To do
Recast every line of the listing below as a JSON list of strings with one string per line, and leave out any blank lines.

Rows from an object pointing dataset
=-=-=-=-=
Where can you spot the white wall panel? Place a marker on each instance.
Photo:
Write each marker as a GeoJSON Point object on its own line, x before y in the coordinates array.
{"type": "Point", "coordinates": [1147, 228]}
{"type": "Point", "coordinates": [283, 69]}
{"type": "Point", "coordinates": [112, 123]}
=-=-=-=-=
Full output
[
  "Where can you spot the white wall panel? Place a marker on each instance.",
  "Photo:",
  "Write each marker as a GeoJSON Point object on its own line, x before y in the coordinates array.",
  "{\"type\": \"Point\", \"coordinates\": [1147, 228]}",
  "{\"type\": \"Point\", \"coordinates\": [283, 69]}",
  "{\"type\": \"Point\", \"coordinates\": [112, 123]}"
]